# Text block

2. Depth of Field and Perspective

ISO 400 • 1/200 sec. • f/2.8 • 125mm

Poring Over the Picture

ISO 100 • 1/200 sec. • f/5.6 • 200mm

ISO 100 • 1/60 sec. • f/2.8 • 60mm

Figure 2.1 The aperture is the direct control of depth of field, which allowed me to place the frog in tack-sharp focus and everything else out of focus.

The plane exists parallel to the optics in the lens, and therefore the sensor in the camera, and it is positioned exactly perpendicular to the direction in which the lens is pointed. Anything existing on the plane of critical focus in an image (and theoretically everything on it outside the frame) is in focus (Figure 2.2). If you move exactly sideways in either direction, the plane stays at the same position, and everything that exists on the plane remains in focus. Not so if you move forward or backward. The plane then shifts accordingly, and what was once in focus—that which existed on the plane previously—is now out of it.

ISO 200 • 1/80 sec. • f/4 • 300mm

Figure 2.2 At f/4 and at 300mm, only a few feet of these two rows of cotton are in focus, the area that surrounds where I placed the plane of critical focus.

Unlike theoretical planes in geometry, though, we can manipulate the “thickness” of the plane of critical focus to adjust how much is actually in focus. This is where depth of field comes into play, as well as the aperture.

Depth of field is the amount of a shot that is noticeably in focus. It is called depth of field because it exists around the plane of critical focus. Technically, you do not adjust the thickness of the focal plane, but when depth of field is increased, areas in front of and behind the plane itself come more into focus. When depth of field is decreased, less of these areas is in focus. We commonly describe large amounts of depth of field as wide and small amounts as shallow (note: you probably hear “shallow” used more often than “wide”).

Landscape photography (Figure 2.3), where it is typical to have everything in sharp focus, regularly employs large amounts of depth of field. Conversely, shallow depth of field is used extensively in portrait photography (Figure 2.4), where the person or animal in the shot is in focus, but the background—and foreground, if you can see it—is thrown out of focus to help isolate and draw attention to the subject.

ISO 100 • 1/4 sec. • f/22 • 14mm

Figure 2.3 Landscape shots like this one regularly employ a closed-down aperture, resulting in maximum depth of field, where everything from the foreground to the background is sharp.

ISO 400 • 1/100 sec. • f/2.8 • 185mm

Figure 2.4 With an aperture value of f/2.8 at 185mm, there isn’t very much in focus except the subject’s left eye, where the focal plane is placed.

The mechanism used to adjust depth of field is the aperture. To increase—or widen—the depth of field in a shot, a photographer can decrease the physical size of the aperture. To produce shallower depth of field, a photographer can open up the aperture. What does this look like to the operator? Aperture values are represented by the number in the viewfinder or on the LCD screen containing a decimal. Aperture values are technically denoted as f-stops, which are ratios between the lens’s focal length and the physical size of the aperture opening within the lens. Meaning that even though the same aperture values exist for other lenses, the numbers are specific to each lens. Typical aperture values range from f/3.5 (or f/2.8 or f/1.2, depending on the lens) to f/22 or f/32.

# What to work on
a. Please print the part of the depth of field text starting at "ISO 100 • 1/60" and ending at "out of focus.".
b. Answer these questions from the depth of field text:
(i) What aperture and focal length does the Figure 2.2 caption give?
(ii) What happens to the plane of critical focus when you move exactly sideways?
(iii) Which kind of photography uses shallow depth of field extensively?

# Data shown
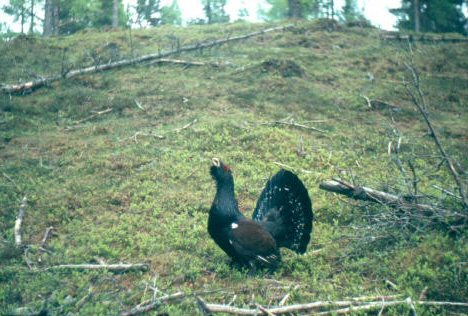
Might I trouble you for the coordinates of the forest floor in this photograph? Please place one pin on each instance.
(117, 163)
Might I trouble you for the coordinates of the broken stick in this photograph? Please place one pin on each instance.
(19, 221)
(367, 194)
(120, 267)
(44, 81)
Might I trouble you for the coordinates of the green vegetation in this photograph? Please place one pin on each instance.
(116, 192)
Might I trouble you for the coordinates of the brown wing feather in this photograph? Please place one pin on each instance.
(252, 242)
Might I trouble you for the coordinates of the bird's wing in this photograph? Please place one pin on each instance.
(252, 242)
(284, 209)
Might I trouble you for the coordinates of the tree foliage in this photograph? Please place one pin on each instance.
(434, 16)
(171, 14)
(302, 9)
(214, 11)
(17, 9)
(351, 12)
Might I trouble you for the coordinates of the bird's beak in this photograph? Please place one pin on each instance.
(215, 162)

# Solution list
a.
ISO 100 • 1/60 sec. • f/2.8 • 60mm

Figure 2.1 The aperture is the direct control of depth of field, which allowed me to place the frog in tack-sharp focus and everything else out of focus.

b.
(i) f/4 and 300mm.
(ii) It stays at the same position.
(iii) Portrait photography.